--- PROMPT ---
In the listing that follows, how many lines contain "instance"? Give the number only.

--- RECORDS TO USE ---
Content starts
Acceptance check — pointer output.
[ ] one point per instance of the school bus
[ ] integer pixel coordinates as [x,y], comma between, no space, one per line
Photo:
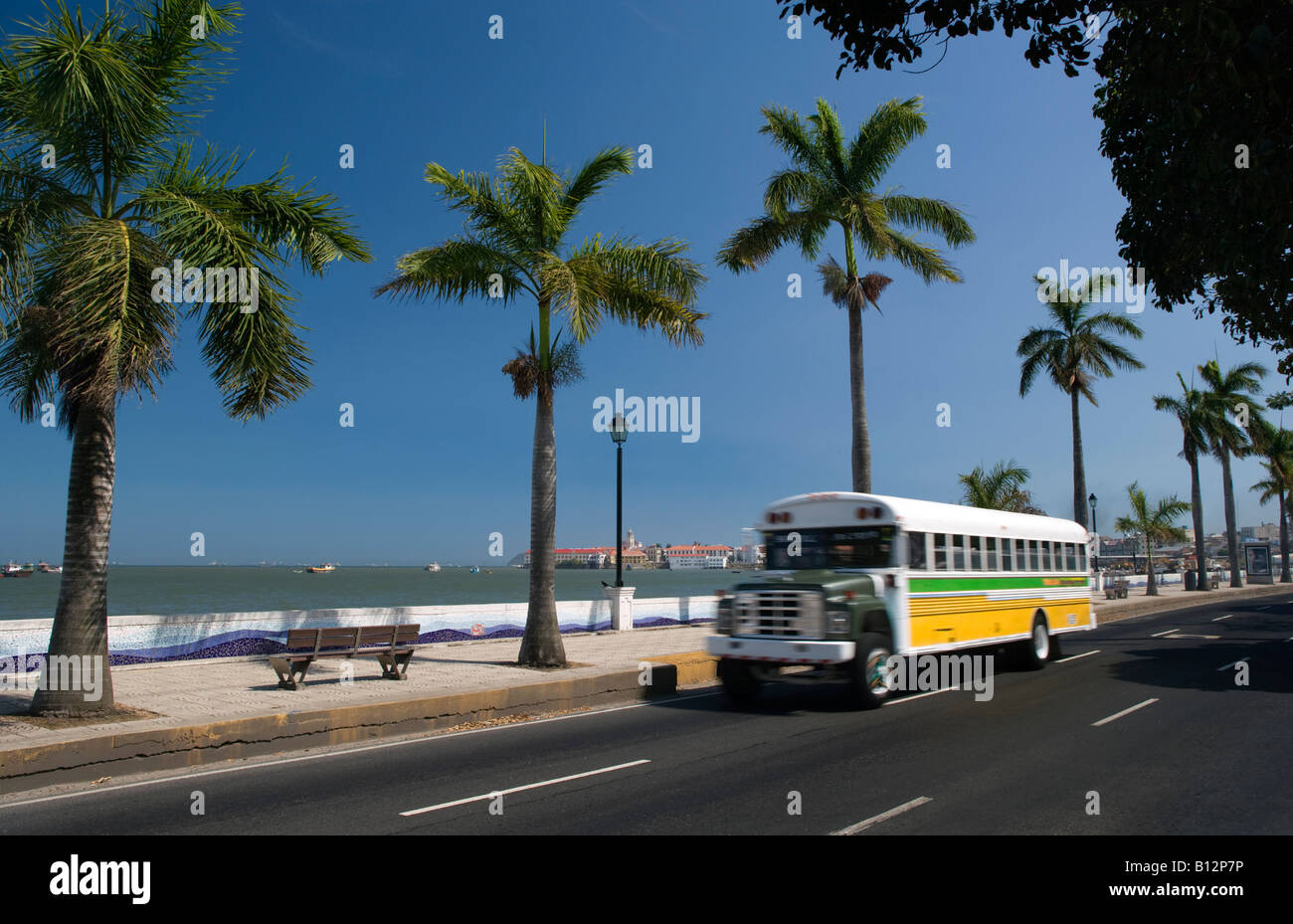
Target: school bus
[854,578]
Content ends
Content starts
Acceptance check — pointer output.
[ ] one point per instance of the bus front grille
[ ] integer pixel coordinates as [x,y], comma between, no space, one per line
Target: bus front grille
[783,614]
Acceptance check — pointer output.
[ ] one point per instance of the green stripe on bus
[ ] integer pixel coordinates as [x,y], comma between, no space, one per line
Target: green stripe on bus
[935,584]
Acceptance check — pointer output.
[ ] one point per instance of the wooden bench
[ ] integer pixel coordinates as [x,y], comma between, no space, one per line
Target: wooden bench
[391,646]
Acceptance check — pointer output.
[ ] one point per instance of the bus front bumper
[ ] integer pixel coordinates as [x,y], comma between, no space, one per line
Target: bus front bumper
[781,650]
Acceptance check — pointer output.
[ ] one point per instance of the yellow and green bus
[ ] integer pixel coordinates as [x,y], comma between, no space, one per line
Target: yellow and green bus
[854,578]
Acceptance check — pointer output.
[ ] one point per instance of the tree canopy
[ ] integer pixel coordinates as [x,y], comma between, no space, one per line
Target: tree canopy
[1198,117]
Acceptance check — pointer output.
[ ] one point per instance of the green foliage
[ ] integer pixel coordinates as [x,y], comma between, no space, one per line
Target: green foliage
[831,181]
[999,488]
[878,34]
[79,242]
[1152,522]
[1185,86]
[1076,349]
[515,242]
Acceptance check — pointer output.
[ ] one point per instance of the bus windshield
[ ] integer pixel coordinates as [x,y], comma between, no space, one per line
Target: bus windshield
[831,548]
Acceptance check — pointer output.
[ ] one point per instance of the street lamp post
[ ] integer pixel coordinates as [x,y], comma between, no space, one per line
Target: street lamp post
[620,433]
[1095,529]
Content ends
--- FINISHED TASK ---
10